◆ **Short task**
Every line from the one with "Exercise. Point out the processional" through the end of the records below should be restated word for word, and nothing outside that span.

◆ **Records**
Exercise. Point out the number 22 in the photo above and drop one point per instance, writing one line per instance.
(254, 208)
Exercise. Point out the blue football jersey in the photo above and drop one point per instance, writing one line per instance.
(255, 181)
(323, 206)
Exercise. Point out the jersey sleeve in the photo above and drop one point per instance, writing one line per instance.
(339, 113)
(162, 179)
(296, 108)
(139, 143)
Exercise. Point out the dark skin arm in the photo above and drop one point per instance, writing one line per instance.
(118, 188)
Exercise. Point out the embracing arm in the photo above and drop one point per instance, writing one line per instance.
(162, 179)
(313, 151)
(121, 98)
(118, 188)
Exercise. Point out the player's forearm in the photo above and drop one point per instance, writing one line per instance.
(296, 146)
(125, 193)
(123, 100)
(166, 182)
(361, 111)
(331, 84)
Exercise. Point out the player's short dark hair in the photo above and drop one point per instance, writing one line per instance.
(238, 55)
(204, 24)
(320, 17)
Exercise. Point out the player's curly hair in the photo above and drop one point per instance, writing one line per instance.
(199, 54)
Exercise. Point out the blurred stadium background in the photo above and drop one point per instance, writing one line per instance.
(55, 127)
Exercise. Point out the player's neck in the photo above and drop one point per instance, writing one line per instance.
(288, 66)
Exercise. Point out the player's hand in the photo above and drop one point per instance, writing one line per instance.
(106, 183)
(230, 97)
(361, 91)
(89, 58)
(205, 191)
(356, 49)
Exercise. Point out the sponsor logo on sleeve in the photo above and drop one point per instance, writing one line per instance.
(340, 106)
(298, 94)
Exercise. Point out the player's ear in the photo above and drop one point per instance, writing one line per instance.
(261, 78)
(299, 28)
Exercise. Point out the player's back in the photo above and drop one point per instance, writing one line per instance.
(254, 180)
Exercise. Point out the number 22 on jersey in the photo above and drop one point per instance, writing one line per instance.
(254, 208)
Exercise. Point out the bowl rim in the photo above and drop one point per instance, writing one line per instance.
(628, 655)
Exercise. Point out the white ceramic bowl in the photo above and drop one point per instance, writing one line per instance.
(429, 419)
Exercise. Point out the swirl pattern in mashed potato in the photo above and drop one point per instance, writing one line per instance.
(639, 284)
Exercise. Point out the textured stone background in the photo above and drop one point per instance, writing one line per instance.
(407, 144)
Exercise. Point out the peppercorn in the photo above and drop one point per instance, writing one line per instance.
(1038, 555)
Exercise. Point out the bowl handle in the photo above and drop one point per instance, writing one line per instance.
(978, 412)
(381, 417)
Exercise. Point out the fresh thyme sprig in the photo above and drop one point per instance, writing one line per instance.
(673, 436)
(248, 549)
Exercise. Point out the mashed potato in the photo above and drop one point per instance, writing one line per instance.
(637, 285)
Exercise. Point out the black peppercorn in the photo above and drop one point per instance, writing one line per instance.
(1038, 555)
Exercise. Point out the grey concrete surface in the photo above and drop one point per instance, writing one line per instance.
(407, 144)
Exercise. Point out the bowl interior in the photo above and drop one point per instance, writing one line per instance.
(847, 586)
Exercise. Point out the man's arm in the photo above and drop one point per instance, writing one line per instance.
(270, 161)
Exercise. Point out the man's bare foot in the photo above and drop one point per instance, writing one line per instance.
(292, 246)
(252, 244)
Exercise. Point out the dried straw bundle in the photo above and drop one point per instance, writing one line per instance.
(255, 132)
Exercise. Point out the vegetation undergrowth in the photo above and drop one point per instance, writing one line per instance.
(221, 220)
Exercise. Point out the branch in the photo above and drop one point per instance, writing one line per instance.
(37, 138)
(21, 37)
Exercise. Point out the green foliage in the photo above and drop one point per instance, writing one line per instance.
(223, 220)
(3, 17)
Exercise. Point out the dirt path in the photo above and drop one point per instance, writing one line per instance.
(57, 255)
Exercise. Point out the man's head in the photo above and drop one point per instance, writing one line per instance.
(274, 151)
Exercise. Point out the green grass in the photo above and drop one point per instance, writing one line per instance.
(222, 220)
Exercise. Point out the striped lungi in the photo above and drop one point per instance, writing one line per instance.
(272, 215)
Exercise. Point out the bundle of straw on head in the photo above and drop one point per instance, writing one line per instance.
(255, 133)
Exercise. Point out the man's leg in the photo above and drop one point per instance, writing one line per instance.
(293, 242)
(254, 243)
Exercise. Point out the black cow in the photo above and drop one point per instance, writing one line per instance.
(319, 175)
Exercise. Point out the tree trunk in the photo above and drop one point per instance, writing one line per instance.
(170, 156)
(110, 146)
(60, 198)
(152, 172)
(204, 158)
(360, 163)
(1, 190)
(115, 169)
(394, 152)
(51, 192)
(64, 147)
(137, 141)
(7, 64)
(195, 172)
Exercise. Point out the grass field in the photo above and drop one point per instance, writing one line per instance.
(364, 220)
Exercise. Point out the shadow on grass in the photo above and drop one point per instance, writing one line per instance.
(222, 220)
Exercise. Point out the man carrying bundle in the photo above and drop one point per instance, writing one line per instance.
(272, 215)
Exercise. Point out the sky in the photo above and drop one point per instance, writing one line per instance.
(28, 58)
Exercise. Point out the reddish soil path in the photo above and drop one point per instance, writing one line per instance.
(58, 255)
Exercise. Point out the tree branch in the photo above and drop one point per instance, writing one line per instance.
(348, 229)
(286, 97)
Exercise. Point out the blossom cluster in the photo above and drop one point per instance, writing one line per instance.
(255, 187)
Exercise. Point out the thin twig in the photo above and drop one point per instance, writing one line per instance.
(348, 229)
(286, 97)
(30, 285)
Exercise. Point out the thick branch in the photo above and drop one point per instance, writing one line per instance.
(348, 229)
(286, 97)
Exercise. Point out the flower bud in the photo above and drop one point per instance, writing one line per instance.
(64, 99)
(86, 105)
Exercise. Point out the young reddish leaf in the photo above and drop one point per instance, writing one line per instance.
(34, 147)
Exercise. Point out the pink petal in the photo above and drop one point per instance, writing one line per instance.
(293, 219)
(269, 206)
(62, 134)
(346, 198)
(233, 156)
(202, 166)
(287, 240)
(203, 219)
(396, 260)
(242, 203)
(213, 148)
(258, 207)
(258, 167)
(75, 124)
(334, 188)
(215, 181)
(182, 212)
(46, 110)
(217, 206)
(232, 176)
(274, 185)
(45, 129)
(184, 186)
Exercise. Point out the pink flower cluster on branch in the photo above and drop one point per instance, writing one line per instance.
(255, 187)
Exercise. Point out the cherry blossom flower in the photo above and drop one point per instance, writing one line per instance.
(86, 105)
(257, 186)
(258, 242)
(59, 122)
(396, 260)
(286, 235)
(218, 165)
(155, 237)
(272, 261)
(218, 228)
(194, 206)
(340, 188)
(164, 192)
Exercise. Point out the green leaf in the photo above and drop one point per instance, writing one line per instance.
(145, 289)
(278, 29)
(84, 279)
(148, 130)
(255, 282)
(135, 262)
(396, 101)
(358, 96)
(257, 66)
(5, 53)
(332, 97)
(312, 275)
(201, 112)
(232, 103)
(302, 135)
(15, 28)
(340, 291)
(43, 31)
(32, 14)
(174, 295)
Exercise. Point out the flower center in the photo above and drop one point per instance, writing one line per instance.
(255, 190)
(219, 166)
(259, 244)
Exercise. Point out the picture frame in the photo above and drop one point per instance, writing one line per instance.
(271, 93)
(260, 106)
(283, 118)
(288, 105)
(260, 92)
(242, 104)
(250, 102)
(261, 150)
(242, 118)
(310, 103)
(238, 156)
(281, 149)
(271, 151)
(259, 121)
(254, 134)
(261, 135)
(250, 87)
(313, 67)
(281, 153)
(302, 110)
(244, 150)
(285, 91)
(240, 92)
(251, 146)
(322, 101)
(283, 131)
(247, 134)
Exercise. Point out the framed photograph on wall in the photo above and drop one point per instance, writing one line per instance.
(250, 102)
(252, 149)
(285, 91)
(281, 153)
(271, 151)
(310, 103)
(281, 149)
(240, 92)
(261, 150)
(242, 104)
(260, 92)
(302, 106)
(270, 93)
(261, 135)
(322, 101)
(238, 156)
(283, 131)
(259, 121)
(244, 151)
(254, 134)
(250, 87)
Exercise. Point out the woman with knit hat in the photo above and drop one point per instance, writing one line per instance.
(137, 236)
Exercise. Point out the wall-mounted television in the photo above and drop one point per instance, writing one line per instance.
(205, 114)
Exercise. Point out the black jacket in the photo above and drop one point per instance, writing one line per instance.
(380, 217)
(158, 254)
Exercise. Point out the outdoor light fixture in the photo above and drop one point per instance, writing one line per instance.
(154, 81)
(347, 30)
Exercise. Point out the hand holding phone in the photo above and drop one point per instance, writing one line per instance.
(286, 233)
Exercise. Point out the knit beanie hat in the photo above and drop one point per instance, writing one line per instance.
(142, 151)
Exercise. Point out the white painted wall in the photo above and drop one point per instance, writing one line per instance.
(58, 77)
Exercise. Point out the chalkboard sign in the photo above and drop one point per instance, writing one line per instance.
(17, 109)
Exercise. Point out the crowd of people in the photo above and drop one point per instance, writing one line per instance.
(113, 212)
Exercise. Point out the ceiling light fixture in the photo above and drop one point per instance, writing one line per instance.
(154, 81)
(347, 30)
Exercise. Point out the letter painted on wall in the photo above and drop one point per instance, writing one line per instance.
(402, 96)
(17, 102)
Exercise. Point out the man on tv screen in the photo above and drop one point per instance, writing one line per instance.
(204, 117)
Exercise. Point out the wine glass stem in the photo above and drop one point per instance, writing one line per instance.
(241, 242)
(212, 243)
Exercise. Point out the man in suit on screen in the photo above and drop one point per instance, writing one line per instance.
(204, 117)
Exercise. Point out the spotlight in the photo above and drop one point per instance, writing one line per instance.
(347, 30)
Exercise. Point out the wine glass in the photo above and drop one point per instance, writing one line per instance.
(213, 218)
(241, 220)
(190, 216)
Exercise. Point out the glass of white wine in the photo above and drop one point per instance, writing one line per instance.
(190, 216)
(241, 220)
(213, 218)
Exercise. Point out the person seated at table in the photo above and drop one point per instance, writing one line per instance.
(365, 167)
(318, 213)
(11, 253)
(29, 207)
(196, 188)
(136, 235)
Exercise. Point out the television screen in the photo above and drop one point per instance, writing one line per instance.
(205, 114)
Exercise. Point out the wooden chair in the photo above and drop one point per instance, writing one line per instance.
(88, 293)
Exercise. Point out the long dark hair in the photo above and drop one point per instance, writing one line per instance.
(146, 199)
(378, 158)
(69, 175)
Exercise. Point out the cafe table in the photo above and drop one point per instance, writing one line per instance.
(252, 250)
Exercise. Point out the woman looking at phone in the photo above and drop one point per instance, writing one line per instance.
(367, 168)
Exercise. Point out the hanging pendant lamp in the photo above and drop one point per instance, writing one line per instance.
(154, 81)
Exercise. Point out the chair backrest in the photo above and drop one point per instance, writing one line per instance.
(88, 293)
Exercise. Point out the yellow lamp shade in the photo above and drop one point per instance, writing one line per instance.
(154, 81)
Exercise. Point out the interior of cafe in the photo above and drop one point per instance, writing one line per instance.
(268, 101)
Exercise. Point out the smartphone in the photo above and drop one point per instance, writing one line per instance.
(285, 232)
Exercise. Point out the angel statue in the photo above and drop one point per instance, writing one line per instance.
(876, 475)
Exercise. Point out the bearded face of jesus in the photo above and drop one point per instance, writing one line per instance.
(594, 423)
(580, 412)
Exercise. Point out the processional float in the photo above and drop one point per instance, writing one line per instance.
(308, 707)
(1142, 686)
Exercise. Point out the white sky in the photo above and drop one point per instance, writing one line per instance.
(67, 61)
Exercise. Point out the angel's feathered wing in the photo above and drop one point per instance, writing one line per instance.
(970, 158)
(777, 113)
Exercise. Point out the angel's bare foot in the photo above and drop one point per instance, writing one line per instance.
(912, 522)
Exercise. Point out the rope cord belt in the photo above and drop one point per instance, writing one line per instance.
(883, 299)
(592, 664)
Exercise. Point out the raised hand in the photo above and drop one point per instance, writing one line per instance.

◆ **Completed task**
Exercise. Point out the processional float in the photo above and drop one point per instance, writing one line per instance.
(308, 707)
(1142, 686)
Exercise. Point out the white sky in the photo above and drop one point per instance, writing one line per instance.
(67, 61)
Exercise. Point out the angel's feathered wing in the photo above and drop one point per instance, writing one line per instance.
(970, 158)
(777, 113)
Exercise. Point out the angel's bare foot in the photo above and drop one point per instance, writing one line per instance.
(912, 522)
Exercise. Point out the rope cord belt in the photo above and drop one point per instance, writing one line per instance.
(883, 299)
(592, 664)
Exercise. Point out the raised hand in the photo above and drop one point per instance, writing one line per instance.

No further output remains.